• _Selected text_:
'''

Martin Tankleff awarded $10 million settlement in Suffolk
Suffolk County lawmakers on Thursday approved a $10 million settlement for Martin Tankleff, who served 17 years in prison for killing his parents before an appellate court overturned the conviction in 2007.
The legislature’s Ways and Means Committee voted 5-0 for the settlement, which was recommended by County Attorney Dennis Brown.
“There’s no amount of money that can ever restore my life or give me back everything that I lost,” Tankleff, 46, said late Thursday in a phone interview. The money will allow him to focus on his work on wrongful convictions, including teaching a class at Georgetown University that is examining four cases, he said.
“When I hear people talk about closure, closure isn’t in this. The closest thing to closure that I could accept is if the district attorney sits down with us, and lets us present everything we have on who killed my parents,” Tankleff said, referring to himself and his legal team.
Legislative committee chairwomen Bridget Fleming (D-Noyac) said, “We have to consider the exposure to taxpayers to large verdicts. This seemed like a fair settlement.”

'''

• _Given request 1_:
In the article on the Martin Tankleff settlement, what was the Ways and Means Committee's vote on the settlement?
• _Given request 2_:
Proceed with the article about Martin Tankleff's $10 million settlement, picking up after its final paragraph.

[Dataset entries]
'''

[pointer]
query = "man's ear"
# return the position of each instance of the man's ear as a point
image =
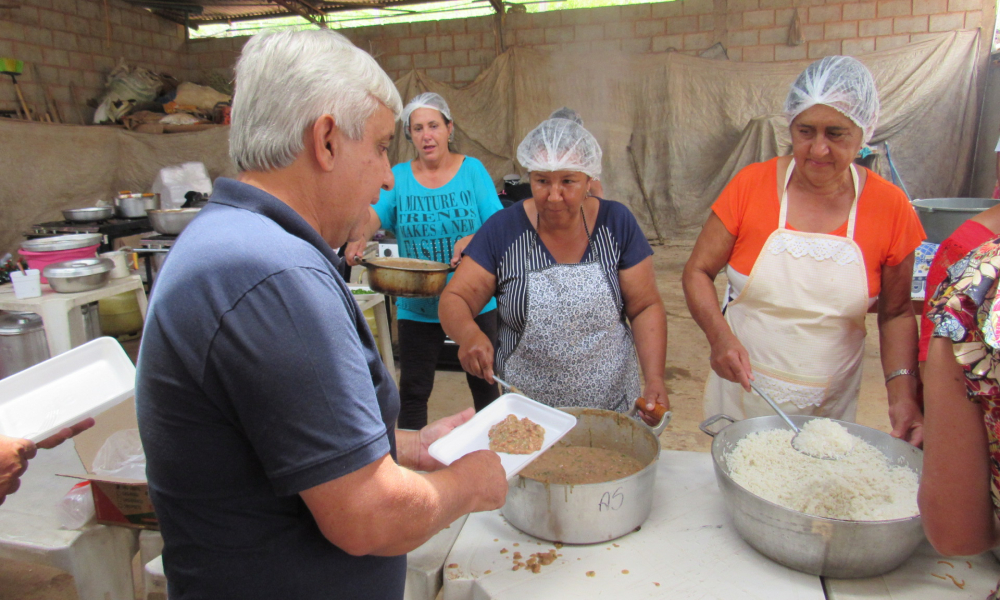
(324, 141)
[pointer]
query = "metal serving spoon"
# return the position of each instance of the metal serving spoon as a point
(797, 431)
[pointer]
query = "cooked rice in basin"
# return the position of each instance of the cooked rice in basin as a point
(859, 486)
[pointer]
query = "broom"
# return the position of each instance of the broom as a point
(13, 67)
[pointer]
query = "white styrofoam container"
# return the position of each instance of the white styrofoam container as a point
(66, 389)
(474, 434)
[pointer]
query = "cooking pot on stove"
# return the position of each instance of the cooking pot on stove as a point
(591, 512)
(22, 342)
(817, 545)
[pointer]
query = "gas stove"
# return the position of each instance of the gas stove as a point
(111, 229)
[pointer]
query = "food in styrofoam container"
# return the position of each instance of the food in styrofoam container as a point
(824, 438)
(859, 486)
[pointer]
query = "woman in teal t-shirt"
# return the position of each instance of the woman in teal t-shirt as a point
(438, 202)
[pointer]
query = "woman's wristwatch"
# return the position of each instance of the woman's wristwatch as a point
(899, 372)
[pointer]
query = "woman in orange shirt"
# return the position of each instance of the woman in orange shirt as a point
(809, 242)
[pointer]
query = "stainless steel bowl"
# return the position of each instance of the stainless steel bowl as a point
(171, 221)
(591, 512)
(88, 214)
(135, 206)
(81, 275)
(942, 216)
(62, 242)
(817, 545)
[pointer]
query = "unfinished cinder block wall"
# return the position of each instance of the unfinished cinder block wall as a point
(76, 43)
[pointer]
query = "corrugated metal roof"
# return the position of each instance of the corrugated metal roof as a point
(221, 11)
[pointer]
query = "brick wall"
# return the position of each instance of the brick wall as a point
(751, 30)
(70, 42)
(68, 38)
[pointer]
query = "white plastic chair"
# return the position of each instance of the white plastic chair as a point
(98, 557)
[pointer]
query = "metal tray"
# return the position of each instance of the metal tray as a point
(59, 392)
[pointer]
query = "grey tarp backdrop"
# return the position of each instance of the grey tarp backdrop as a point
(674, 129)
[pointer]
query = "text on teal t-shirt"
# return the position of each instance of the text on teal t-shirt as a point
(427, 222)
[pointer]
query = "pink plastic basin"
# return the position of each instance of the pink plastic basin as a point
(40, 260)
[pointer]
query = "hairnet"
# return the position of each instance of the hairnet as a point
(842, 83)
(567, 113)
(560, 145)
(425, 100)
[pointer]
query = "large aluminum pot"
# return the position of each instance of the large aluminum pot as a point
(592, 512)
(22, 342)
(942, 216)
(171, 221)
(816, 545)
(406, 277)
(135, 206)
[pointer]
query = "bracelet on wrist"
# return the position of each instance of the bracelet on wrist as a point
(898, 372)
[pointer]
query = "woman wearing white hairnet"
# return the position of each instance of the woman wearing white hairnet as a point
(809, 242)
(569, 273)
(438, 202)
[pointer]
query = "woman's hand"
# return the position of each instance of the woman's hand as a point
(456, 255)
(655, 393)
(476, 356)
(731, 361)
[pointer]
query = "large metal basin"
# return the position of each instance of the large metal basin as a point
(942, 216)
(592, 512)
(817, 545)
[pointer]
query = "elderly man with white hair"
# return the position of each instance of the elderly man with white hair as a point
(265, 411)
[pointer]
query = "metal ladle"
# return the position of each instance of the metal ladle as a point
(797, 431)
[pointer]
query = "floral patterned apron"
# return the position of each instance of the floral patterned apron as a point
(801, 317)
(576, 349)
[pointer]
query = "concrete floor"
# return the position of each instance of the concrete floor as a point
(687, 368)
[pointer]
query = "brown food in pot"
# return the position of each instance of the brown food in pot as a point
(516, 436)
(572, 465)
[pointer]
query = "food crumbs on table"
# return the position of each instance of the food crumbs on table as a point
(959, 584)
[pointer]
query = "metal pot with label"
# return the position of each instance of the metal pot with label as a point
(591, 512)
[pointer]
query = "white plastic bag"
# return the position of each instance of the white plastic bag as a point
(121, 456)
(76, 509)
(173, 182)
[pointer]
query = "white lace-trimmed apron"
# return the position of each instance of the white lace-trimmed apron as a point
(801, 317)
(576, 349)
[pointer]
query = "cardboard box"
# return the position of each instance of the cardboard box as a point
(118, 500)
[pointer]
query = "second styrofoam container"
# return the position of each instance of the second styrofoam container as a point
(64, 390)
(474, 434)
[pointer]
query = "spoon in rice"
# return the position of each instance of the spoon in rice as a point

'''
'''

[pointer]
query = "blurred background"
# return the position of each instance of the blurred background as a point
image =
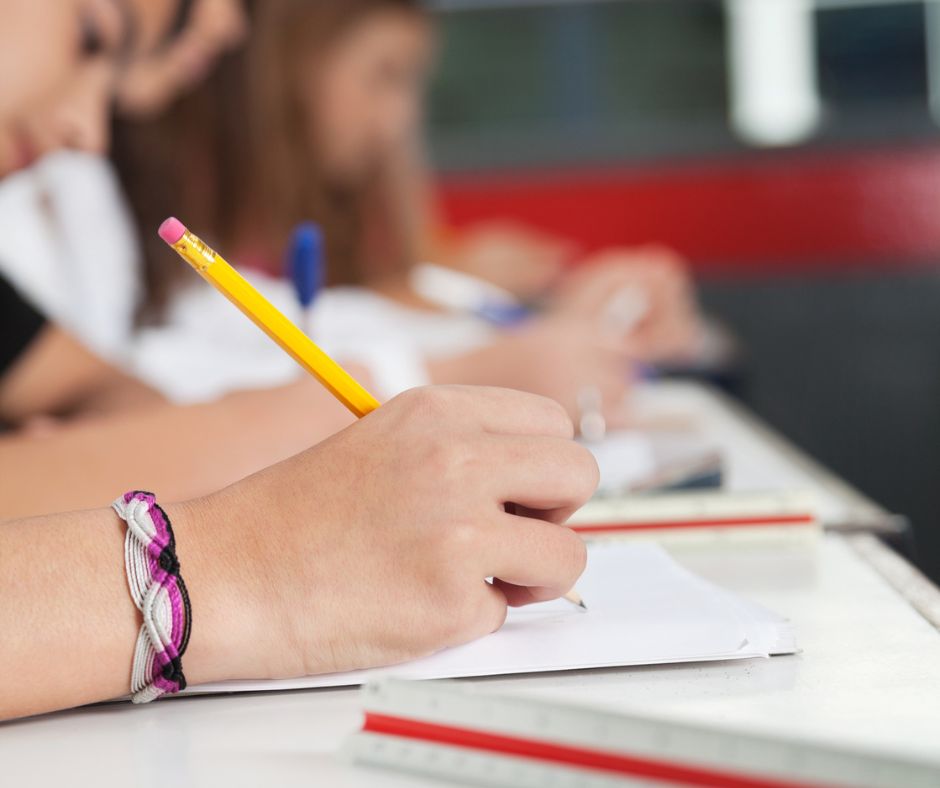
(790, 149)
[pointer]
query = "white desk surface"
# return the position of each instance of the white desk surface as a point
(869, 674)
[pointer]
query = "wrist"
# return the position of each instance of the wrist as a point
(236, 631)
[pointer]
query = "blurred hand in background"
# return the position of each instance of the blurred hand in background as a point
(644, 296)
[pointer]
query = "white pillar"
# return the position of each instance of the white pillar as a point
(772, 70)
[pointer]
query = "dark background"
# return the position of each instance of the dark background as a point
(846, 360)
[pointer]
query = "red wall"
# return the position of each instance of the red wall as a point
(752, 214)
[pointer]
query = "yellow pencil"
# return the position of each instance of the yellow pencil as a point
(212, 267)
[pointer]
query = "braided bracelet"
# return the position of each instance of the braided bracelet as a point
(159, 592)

'''

• _Task response 1_:
The committee voted 5-0 in favor of it.

• _Task response 2_:
The committee action represented the final vote on the settlement. Large settlements typically are bonded, and the full legislature would have to vote to approve borrowing.
In 1990, Tankleff was sentenced to 50 years to life in prison for bludgeoning and stabbing his parents, Arlene and Seymour Tankleff, to death in their Belle Terre home in 1988, when he was 17.
The conviction was based largely on a confession written by Suffolk detectives, even though Tankleff refused to sign it and repudiated it almost immediately.
In 2007, an appellate court overturned his conviction, ruling that Suffolk County Court Judge Stephen Braslow did not properly consider new evidence brought forth by Tankleff’s legal team.
Tankleff sued Suffolk County in federal court in 2009, claiming detectives who investigated the murder fabricated a false confession and suppressed exculpatory evidence.
Tankleff attorney Bruce Barket said of the settlement amount: “Obviously we thought it was on the low end, but a fair amount or we wouldn’t have agreed to it.”
Barket continued, “He was in jail for 17 1⁄2 years for something he didn’t do.”
Tankleff plans to ask Suffolk District Attorney Timothy Sini to reopen the case into who killed his parents, using new evidence obtained in preparing for the federal civil case, said Barket, who would not detail the evidence.
“Marty’s been exonerated and he wants to bring justice to the people involved,” Barket said.
Tankleff received a $3.375 million settlement from New York State under the Unjust Imprisonment and Conviction Act, according to Emma Freudenberger, an attorney with the New York-based Neufeld Scheck & Brustin, which was lead counsel in the case.
The county does not admit any wrongdoing in the $10 million settlement, but Freudenberger said, “the dollar amount speaks for itself.”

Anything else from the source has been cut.